*Direction:*
Return the following lines unchanged, character for character.
▶
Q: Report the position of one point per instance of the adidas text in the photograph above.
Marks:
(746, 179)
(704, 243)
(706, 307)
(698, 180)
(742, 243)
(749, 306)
◀
*Complete response:*
Q: Report the position of one point per instance of the adidas text in the photograph above.
Marks:
(746, 179)
(704, 243)
(706, 307)
(698, 180)
(742, 243)
(749, 306)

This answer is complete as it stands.